What you will do |
Lay out every line of the records below as a Markdown table with the columns Row and Record line, numbering the rows and omitting blank lines. Exclude the pictures from the table.

[Excerpt from the dataset]
* begin *
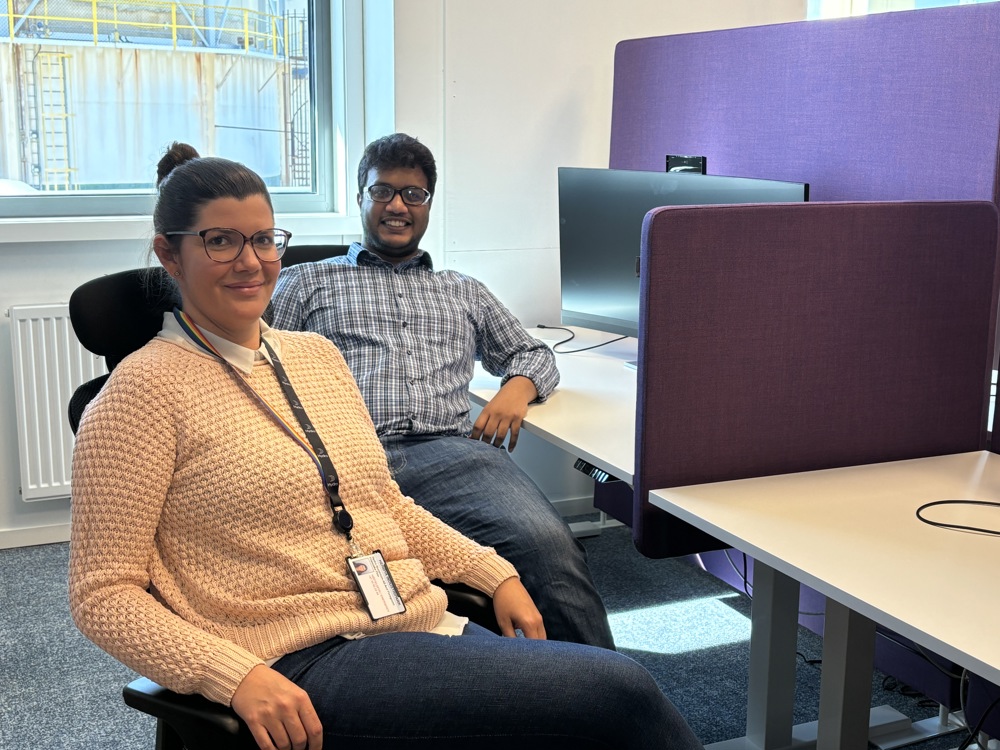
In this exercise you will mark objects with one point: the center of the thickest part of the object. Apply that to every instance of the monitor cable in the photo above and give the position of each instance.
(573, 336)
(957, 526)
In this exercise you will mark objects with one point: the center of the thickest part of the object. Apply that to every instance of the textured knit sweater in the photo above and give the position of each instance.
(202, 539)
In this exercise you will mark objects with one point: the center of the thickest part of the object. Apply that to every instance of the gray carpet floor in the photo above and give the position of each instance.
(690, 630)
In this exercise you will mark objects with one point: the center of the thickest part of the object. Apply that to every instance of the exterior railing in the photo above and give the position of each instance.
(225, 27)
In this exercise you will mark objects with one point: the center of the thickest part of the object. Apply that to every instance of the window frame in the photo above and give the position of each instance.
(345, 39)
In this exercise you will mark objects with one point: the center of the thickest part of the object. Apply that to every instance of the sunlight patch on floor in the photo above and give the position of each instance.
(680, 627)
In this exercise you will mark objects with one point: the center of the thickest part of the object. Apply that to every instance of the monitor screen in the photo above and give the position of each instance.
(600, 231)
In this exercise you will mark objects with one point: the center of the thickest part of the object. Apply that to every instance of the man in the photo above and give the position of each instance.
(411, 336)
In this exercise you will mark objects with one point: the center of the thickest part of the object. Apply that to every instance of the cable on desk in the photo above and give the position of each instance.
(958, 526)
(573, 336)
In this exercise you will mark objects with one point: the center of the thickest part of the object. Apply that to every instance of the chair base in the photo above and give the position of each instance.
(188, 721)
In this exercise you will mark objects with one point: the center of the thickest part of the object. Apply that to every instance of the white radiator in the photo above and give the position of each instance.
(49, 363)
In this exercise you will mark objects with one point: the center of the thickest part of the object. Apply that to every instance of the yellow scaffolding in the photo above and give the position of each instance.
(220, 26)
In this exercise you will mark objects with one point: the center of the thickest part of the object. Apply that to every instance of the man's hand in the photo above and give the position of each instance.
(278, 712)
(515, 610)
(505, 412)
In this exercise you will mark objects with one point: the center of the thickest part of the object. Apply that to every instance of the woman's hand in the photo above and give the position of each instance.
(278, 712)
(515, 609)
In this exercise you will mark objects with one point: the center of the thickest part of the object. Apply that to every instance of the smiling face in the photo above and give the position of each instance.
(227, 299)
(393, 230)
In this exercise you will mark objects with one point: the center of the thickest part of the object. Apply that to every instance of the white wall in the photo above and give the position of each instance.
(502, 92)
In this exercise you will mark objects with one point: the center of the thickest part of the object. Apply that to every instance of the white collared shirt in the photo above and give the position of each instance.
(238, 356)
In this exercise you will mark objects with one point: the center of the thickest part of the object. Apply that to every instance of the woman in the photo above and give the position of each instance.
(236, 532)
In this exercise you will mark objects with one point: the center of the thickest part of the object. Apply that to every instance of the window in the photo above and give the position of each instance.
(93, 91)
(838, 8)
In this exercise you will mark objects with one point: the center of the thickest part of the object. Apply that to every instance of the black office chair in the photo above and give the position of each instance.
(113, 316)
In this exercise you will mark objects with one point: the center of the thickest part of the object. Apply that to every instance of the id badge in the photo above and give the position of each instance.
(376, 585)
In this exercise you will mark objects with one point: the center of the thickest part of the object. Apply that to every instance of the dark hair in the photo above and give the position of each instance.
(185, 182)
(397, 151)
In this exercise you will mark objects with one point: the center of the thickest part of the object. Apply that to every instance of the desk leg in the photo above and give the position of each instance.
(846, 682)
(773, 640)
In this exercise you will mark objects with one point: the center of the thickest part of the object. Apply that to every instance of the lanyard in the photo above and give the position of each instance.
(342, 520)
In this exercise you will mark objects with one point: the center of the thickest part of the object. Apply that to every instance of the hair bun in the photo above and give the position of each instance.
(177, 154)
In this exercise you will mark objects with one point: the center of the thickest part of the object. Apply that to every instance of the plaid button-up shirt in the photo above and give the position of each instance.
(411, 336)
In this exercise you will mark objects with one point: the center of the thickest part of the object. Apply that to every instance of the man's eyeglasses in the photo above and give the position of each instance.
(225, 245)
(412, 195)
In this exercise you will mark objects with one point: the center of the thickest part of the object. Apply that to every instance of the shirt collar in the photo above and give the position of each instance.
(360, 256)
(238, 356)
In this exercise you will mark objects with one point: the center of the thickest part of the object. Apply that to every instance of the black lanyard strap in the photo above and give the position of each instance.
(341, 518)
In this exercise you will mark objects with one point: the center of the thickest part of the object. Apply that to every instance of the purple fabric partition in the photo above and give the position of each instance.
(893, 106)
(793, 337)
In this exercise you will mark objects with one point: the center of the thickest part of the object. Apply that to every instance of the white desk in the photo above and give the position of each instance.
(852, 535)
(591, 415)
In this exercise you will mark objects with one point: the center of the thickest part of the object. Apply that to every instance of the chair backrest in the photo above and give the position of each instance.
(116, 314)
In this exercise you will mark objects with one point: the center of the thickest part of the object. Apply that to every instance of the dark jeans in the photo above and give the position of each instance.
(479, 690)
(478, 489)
* end *
Problem solution |
| Row | Record line |
|---|---|
| 1 | In this exercise you will mark objects with one point: the center of the thickest part of the object. Apply that to every instance of the monitor cable in the photo above and give the position of each instance. |
| 2 | (573, 336) |
| 3 | (957, 526) |
| 4 | In this exercise you will mark objects with one point: the center of the thickest part of the object. Apply that to every instance of the textured knit sweater in the photo above and give the position of each instance. |
| 5 | (202, 539) |
| 6 | In this exercise you will mark objects with one point: the center of the thickest part of the object. Apply that to every instance of the gray carpet floor in the photo above and give the position of each instance. |
| 7 | (690, 630) |
| 8 | In this exercise you will mark objects with one point: the center of the thickest part of the object. Apply that to every instance of the exterior railing in the photo above and give the position of each instance. |
| 9 | (225, 27) |
| 10 | In this exercise you will mark objects with one point: the center of the thickest part of the object. Apply that to every instance of the window frame in the photo above and give the position of each instance. |
| 11 | (345, 39) |
| 12 | In this exercise you will mark objects with one point: the center of the thickest part of the object. Apply that to every instance of the sunlight patch on floor in the photo above and give the position of each instance. |
| 13 | (680, 627) |
| 14 | In this exercise you will mark objects with one point: the center of the thickest part of the object. Apply that to every instance of the monitor screen in the photo above and give the position of each instance. |
| 15 | (600, 231) |
| 16 | In this exercise you will mark objects with one point: the center of the thickest part of the object. Apply that to every instance of the man in the photo above and give the position of each instance. |
| 17 | (411, 336) |
| 18 | In this exercise you will mark objects with one point: the center of the thickest part of the object. Apply that to every instance of the cable on desk in the photo above and give the position of each instance. |
| 19 | (958, 526) |
| 20 | (573, 336) |
| 21 | In this exercise you will mark objects with one point: the center of the thickest part of the object. Apply that to every instance of the chair base in the photo above and give the position of each instance. |
| 22 | (188, 721) |
| 23 | In this exercise you will mark objects with one point: the center of the thickest part of the object. Apply that to every instance of the white radiator in the photo above and give the position of each instance. |
| 24 | (49, 363) |
| 25 | In this exercise you will mark objects with one point: the center of the thickest part of the object. Apply that to every instance of the yellow scaffolding in the photo above and give the position of each instance. |
| 26 | (220, 26) |
| 27 | In this exercise you will mark objects with one point: the center of the thickest part of the object. Apply that to every instance of the man's hand in the photo above and give the position of each instance. |
| 28 | (278, 712) |
| 29 | (515, 610) |
| 30 | (505, 412) |
| 31 | In this exercise you will mark objects with one point: the center of the thickest part of the object. Apply that to every instance of the woman's hand in the photo above and give the position of each instance. |
| 32 | (278, 712) |
| 33 | (515, 609) |
| 34 | In this exercise you will mark objects with one point: the center of the thickest part of the object. Apply that to every instance of the smiling face in the photo above and give the position of each instance. |
| 35 | (227, 299) |
| 36 | (393, 230) |
| 37 | In this exercise you will mark objects with one point: the center of the thickest part of the object. Apply that to every instance of the white wall in the photo above and give the position of each instance. |
| 38 | (502, 92) |
| 39 | In this exercise you will mark objects with one point: the center of the thickest part of the object. Apply that to every instance of the white collared shirt in the photo above and give the position of each instance. |
| 40 | (238, 356) |
| 41 | In this exercise you will mark objects with one point: the center of the thickest part of the object. Apply that to every instance of the woman in the photo above and give the position of each instance. |
| 42 | (236, 532) |
| 43 | In this exercise you will mark objects with one point: the center of the thickest part of the object. Apply that to every instance of the window in the photo above and give the position of each instance. |
| 44 | (93, 91) |
| 45 | (838, 8) |
| 46 | In this exercise you will mark objects with one point: the center of the thickest part of the object. Apply that to every instance of the black office chair in the photo above and give the position of each instance. |
| 47 | (113, 316) |
| 48 | In this exercise you will mark objects with one point: the center of the thickest part of the object. Apply that to every instance of the id badge in the photo above and give the position of each instance. |
| 49 | (376, 585) |
| 50 | In this exercise you will mark objects with one point: the center of the thickest part of the object. Apply that to every instance of the dark hair in the photo above and give the position of each instance. |
| 51 | (185, 182) |
| 52 | (397, 151) |
| 53 | In this exercise you will mark objects with one point: the center of the thickest part of the object. Apply that to every instance of the desk leg in the photo above and give the position of each instance. |
| 54 | (846, 682) |
| 55 | (773, 640) |
| 56 | In this exercise you will mark objects with one point: the center of the thickest part of the object. Apply that to every instance of the lanyard in the photo above and give the position of each instance. |
| 57 | (342, 520) |
| 58 | In this exercise you will mark objects with one point: the center of the thickest part of the object. Apply that to every instance of the hair bun in the photo above and give the position of each instance. |
| 59 | (177, 154) |
| 60 | In this exercise you will mark objects with one point: the center of the thickest part of the object. Apply that to every instance of the plaid button-up shirt in the photo above and give the position of each instance. |
| 61 | (411, 336) |
| 62 | In this exercise you will mark objects with one point: the center of the thickest part of the object. Apply that to every instance of the man's eyeglasses in the photo above and give the position of each instance. |
| 63 | (225, 245) |
| 64 | (412, 195) |
| 65 | In this exercise you will mark objects with one point: the center of the thickest part of the object. Apply that to every instance of the shirt collar in the photo above and give the position of each instance. |
| 66 | (360, 256) |
| 67 | (238, 356) |
| 68 | In this exercise you will mark objects with one point: the center of the thickest part of the object. Apply that to every instance of the black lanyard strap in the photo above and give the position of each instance. |
| 69 | (341, 518) |
| 70 | In this exercise you will mark objects with one point: the center of the thickest part of the object. Apply that to every instance of the purple fabric partition in the photo above and give the position of each instance. |
| 71 | (893, 106) |
| 72 | (793, 337) |
| 73 | In this exercise you will mark objects with one point: the center of the thickest part of the object. Apply that to every instance of the white desk in the photo above and give the position of each instance. |
| 74 | (852, 535) |
| 75 | (591, 415) |
| 76 | In this exercise you will mark objects with one point: the center of the thickest part of the object. Apply that to every instance of the chair backrest in the photo above and give the position of each instance. |
| 77 | (116, 314) |
| 78 | In this exercise you will mark objects with one point: the center of the thickest part of the object. Apply that to every instance of the dark jeans in the photo above and give the position of each instance. |
| 79 | (479, 690) |
| 80 | (478, 489) |